» **AUFGABE A**
Gib den Abschnitt des Textes über das kambodschanische Dorf wieder, beginnend bei „Das Dorf, individuelle“ und endend bei „allem vom Reis.“, und benenne darin „Reis“ in „Hirse“ um.
» **AUFGABE B**
Führe den Text über das Dorf in Kambodscha nach seinem letzten Satz weiter.

» **VORLIEGENDER TEXT**
Das Dorf, individuelle Vorlieben, Familiengeschmäcker, Klassenunterschiede und sonstige Abwechslungen existieren erst jenseits des Elends, das Dorf also lebt vor allem vom Reis.

Die Familien haben kleine Felder, wir haben sie bei der Anfahrt gesehen, besser: erahnt; was man im April, am Ende der Trockenzeit sehen kann, ist nur armselig verdorrtes Staubareal. Das Land ist nicht gut, die Gräben, in denen in der Regenperiode das Wasser steht, sind nicht tief, nicht abgedeckt, das Wasser verdunstet schnell, zu einem Bewässerungssystem haben sie es hier nicht geschafft, sie wissen selbst, sagt einer, dass sie zu altmodisch produzieren, auch nach den Maßstäben kambodschanischer Landwirtschaft, sie müssten Zisternen anlegen, Kanäle ziehen, aber dazu haben sie weder die Mittel noch die Energie noch die Zeit, sie sind unentwegt nur mit dem Gerade-so-Überleben beschäftigt.

Es gibt nur eine Reisernte im Jahr; wenn das Klima einigermaßen mitmacht, reicht der Ertrag für zehn, wenn es Dürren gibt, für acht Monate. In den letzten beiden Jahren gab es Dürren. Also haben sie Hunger. Sie bräuchten mehr Land, noch besser eine zweite Ernte, nur eine zweite Ernte versetzte sie in die Lage, zu Kräften kommen, Vorräte anlegen, investieren zu können, es versteht sich von selbst, das solche Begriffe am Nullpunkt der Ökonomie etwas völlig anderes bedeuten als in den hiesigen Kalkülen. Die Dorfbewohner, man muss sich gar keine Mühe geben, das zu bemerken, sind mangelernährt, zumindest jetzt, im April. Der Reis geht zu Ende, die Kinder und Frauen sammeln in den Wäldern Tapioka oder fangen Insekten und Frösche. Das Fett stammt aus Kokosnüssen, Palmöl, Bananenöl, es ist immer zu wenig, es reicht nie. Obst, Gemüse: in den drei Tagen, in denen ich im Dorf war, habe ich nichts gesehen. Eine Frau hatte hinter dem Haus einen armseligen Kräutergarten, ein paar Büschel Koriander, mit ein wenig Reet abgedeckt gegen die Sonne. Manchmal sah ich ein paar Stücke Salzfisch in den Reisschüsseln, immerhin, das ersetzt die in der Hitze verlorenen Elektrolyte. In der Regenzeit, wurde erzählt, kann man manchmal Fische fangen, die sich aus dem Fluss hierher verirren, wenn alles unter Wasser steht. Ein Mittagessen, das ich sah, bestand aus Reis, in den ein wenig Chili geschnitten, ein wenig Salz gestreut waren: das war alles. Wie oft Kühe, Schweine, Hühner geschlachtet werden, wie viele Eier die Hühner legen und ob sie gegessen werden: ich habe vergessen, danach zu fragen. In François Ponchauds Bericht über die Machtübernahme Pol Pots bin ich auf folgende merkwürdige Passage über die Besetzung der sowjetischen Botschaft durch die Khmer Rouge gestoßen:

The Soviets had put up big posters in French on the doors of their nearby embassy, reading: "We are Communists, we are your brothers. Come forward with a French-speaking interpreter." The young Khmer Rouge hat looked at the posters, presumably without understanding a word, and then forced open the doors using Soviet B-40s! Once inside they searched out the diplomats and led them to the embassy refrigerator, from which they removed some eggs and broke them under the Russians´ noses. The Soviets had no idea what this gesture meant; implicitly, it accused them of revisionism - a true Communist, a Khmer, does not eat eggs; he puts a hen on them to hatch them so he can eat the chickens later, at a meal shared with his fellows."

» **GESPEICHERTE DATENSÄTZE**
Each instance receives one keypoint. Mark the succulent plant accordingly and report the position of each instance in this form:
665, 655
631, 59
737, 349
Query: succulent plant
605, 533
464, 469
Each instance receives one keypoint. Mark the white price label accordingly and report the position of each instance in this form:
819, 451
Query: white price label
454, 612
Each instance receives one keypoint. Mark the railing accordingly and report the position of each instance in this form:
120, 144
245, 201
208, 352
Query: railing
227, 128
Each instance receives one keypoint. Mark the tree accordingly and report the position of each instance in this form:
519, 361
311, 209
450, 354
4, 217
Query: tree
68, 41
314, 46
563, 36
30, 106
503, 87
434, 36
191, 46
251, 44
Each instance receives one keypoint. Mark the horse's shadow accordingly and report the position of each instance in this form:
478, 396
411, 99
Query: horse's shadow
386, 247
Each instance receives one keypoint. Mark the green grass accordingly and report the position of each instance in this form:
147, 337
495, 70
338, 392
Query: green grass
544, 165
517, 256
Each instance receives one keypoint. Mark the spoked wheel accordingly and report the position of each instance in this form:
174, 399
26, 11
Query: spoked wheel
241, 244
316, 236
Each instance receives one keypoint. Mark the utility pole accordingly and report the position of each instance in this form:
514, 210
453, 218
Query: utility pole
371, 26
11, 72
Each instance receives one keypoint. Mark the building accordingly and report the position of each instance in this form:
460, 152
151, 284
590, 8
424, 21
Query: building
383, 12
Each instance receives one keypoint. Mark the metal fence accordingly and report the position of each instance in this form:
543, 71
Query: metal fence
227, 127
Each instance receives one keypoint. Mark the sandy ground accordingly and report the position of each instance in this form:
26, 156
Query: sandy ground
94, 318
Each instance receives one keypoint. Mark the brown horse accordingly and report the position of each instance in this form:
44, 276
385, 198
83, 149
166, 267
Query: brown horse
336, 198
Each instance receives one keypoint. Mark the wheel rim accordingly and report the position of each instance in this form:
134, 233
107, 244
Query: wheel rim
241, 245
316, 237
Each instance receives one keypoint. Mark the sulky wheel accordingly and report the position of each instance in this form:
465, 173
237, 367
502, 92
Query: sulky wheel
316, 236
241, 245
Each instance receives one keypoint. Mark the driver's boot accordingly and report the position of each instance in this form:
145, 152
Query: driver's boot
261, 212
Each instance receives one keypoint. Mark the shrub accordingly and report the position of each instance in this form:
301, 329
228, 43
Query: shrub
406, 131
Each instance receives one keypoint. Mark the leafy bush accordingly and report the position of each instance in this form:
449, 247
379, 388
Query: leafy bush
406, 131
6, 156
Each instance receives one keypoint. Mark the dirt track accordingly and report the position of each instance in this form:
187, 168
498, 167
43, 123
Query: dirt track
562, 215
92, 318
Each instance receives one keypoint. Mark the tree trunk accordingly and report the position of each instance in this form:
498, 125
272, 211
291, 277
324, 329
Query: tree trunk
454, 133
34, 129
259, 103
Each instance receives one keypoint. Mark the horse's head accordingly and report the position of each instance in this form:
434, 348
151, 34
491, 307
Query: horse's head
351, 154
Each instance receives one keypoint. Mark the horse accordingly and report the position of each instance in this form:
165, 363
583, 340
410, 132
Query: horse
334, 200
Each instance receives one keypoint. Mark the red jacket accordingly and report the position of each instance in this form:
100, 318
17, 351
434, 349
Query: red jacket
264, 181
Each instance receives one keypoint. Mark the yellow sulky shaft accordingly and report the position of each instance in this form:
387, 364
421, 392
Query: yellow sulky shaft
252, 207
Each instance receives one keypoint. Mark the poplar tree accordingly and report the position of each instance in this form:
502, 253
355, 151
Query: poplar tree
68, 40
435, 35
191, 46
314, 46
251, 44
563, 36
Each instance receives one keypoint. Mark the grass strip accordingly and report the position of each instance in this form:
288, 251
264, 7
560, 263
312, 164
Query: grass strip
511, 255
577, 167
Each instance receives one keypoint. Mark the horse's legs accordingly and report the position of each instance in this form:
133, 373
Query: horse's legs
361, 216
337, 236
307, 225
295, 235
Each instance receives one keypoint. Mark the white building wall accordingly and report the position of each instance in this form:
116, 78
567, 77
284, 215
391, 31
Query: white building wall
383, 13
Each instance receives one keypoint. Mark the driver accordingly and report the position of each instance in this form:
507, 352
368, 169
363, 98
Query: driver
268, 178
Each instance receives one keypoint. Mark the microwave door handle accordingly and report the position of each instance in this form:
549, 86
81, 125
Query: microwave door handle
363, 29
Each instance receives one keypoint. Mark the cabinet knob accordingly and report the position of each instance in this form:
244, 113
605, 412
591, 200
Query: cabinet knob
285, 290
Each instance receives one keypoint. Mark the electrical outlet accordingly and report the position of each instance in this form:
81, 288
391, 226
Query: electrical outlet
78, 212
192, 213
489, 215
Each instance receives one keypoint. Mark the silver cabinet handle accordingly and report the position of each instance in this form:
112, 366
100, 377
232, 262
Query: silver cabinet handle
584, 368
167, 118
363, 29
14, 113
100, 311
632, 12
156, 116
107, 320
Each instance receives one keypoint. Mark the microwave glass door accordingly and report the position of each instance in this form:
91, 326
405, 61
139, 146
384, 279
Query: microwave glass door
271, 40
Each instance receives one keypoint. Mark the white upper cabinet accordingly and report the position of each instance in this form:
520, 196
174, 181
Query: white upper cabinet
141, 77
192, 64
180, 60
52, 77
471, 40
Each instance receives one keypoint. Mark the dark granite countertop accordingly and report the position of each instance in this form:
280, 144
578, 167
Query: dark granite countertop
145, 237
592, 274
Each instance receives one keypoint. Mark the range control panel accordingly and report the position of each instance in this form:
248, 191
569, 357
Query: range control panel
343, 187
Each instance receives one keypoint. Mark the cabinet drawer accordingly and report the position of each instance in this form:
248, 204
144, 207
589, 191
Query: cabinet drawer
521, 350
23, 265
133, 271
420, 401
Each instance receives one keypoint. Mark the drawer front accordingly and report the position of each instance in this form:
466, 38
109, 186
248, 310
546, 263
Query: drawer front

» **ANTWORT A**
Das Dorf, individuelle Vorlieben, Familiengeschmäcker, Klassenunterschiede und sonstige Abwechslungen existieren erst jenseits des Elends, das Dorf also lebt vor allem vom Hirse.

» **ANTWORT B**
Schwachsinn, solche Sätze für einen Beleg zu nehmen, was kann man als völlig Fremder nach drei Tagen schon wissen über die Ausgestaltung der Armut? Bezeichnend aber, dass man nachdenkt über solche Passagen, nachdenkt über das Essen anderer Leute, haben sie Eier, essen sie Eier, geben die Kühe Milch, was machen sie, wenn ihre letzten beiden Säcke Reis verbraucht sind, wie satt kann man von Insekten werden? Ständig dachte man über den Hunger der Leute nach, die man beobachtete und mit denen man sprach, nahm sie fast nur noch als Hungerleider wahr.

Auch das, natürlich, machte sie nicht satt.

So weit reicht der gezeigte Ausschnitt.